_The problem:_ From the line containing "Where can you spot the rough" down to the last line of the material, return those lines verbatim and only those.

===

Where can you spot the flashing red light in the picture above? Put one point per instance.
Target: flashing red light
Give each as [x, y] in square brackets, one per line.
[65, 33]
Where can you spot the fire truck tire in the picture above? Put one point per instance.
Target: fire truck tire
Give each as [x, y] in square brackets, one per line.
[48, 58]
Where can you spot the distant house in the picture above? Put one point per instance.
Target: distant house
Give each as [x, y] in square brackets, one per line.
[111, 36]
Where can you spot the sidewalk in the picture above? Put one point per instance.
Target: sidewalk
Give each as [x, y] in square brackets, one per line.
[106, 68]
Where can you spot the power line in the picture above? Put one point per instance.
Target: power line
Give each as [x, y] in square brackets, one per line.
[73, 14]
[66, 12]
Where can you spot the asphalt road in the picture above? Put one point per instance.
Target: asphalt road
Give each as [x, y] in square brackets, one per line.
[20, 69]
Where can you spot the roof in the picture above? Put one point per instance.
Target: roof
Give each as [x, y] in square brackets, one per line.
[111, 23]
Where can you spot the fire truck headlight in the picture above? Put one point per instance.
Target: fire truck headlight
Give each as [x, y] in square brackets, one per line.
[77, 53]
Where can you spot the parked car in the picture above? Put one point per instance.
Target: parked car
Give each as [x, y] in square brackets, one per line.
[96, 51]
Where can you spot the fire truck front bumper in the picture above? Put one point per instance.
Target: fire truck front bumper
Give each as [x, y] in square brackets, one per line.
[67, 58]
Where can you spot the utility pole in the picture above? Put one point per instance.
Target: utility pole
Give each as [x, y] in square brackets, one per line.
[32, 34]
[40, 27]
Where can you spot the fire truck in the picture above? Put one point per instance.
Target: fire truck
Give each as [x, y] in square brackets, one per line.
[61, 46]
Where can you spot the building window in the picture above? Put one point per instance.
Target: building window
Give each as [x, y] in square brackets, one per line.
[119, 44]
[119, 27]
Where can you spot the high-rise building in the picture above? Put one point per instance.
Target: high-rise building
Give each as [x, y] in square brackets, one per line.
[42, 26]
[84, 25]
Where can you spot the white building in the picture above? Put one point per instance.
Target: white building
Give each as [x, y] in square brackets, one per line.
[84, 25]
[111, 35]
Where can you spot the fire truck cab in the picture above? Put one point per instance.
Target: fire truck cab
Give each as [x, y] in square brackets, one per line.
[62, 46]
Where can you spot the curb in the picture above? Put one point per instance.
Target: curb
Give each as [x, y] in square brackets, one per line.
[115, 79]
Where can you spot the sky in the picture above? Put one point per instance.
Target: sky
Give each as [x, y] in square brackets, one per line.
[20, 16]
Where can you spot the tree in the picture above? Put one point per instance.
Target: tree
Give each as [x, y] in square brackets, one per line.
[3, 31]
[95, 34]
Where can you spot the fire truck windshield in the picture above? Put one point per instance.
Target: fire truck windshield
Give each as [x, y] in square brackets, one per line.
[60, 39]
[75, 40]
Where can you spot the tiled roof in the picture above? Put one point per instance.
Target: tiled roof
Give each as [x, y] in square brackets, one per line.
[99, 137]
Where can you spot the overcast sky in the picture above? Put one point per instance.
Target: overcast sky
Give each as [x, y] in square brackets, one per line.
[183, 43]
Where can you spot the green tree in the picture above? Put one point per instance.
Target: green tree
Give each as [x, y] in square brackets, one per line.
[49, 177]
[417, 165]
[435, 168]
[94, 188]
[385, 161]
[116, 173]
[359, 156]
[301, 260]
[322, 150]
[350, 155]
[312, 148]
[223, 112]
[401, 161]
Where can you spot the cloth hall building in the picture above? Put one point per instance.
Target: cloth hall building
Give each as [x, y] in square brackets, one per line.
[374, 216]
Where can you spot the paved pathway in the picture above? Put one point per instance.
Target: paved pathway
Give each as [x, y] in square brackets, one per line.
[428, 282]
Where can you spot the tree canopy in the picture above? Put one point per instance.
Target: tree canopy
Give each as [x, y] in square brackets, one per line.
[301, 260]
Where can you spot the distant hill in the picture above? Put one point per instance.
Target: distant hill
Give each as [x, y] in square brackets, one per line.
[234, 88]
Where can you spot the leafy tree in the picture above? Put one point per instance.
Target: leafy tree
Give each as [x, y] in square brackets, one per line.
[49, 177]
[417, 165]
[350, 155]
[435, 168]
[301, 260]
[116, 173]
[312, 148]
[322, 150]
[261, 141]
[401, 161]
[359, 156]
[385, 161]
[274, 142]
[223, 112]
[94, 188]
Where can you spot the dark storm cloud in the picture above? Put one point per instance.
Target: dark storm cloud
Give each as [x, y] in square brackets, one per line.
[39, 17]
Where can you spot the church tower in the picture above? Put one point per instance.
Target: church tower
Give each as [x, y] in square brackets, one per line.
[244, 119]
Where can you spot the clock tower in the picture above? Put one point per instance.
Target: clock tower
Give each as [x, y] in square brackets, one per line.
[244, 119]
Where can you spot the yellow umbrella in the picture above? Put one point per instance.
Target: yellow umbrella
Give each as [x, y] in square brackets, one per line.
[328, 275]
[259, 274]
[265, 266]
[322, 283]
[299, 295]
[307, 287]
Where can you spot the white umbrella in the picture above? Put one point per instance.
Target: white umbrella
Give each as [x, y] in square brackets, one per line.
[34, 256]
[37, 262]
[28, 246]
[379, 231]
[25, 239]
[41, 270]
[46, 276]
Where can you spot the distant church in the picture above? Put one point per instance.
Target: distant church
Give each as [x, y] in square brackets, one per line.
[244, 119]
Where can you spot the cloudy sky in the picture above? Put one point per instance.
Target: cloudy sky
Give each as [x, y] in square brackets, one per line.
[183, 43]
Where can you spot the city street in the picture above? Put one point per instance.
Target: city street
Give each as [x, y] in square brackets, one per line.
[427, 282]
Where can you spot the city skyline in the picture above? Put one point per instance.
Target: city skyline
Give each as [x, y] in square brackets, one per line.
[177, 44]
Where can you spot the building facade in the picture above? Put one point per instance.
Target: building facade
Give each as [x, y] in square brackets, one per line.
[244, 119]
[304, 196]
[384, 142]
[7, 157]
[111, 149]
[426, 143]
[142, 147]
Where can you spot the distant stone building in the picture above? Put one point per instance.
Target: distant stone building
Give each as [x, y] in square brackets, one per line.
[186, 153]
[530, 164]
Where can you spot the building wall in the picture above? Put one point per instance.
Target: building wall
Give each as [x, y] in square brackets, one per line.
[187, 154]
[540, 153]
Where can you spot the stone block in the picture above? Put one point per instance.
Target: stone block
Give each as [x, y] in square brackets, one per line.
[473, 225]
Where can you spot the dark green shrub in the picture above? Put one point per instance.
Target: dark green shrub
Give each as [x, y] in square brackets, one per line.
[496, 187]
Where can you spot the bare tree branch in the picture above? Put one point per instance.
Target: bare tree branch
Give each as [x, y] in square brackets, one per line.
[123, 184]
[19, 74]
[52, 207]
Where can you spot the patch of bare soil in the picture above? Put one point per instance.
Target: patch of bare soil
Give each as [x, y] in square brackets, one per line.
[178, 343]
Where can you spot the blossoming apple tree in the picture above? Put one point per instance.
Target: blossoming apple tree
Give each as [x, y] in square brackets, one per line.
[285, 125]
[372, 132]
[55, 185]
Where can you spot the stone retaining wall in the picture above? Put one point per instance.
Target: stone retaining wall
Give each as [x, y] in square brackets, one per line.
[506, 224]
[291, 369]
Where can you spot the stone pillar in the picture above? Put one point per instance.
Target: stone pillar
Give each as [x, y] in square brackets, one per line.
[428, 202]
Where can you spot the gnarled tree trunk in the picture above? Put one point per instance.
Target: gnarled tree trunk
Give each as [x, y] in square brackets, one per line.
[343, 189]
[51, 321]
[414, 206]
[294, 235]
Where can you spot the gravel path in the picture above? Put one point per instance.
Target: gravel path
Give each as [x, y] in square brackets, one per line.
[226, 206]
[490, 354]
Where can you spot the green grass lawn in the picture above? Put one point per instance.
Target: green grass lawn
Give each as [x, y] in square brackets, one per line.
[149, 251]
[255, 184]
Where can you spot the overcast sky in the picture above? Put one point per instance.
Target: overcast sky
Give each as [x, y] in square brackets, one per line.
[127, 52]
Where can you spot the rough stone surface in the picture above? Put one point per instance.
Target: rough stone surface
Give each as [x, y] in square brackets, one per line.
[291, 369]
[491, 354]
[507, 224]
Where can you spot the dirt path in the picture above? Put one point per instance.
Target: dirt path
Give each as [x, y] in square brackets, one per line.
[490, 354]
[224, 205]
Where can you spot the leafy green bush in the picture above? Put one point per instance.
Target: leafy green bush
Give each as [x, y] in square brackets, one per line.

===

_Task output:_
Where can you spot the rough stone surface in the picture above? Put one point per instance.
Target: rough stone surface
Give each as [x, y] in square brackets, one per line.
[291, 369]
[491, 354]
[507, 224]
Where can you spot the dirt path in the picture above? Put one point per instance.
Target: dirt path
Give each as [x, y] in square brackets, one per line.
[490, 354]
[224, 205]
Where can you spot the leafy green bush in the picture above? Put one point per instance.
Target: leafy green bush
Give each as [x, y] in square brackets, one per line.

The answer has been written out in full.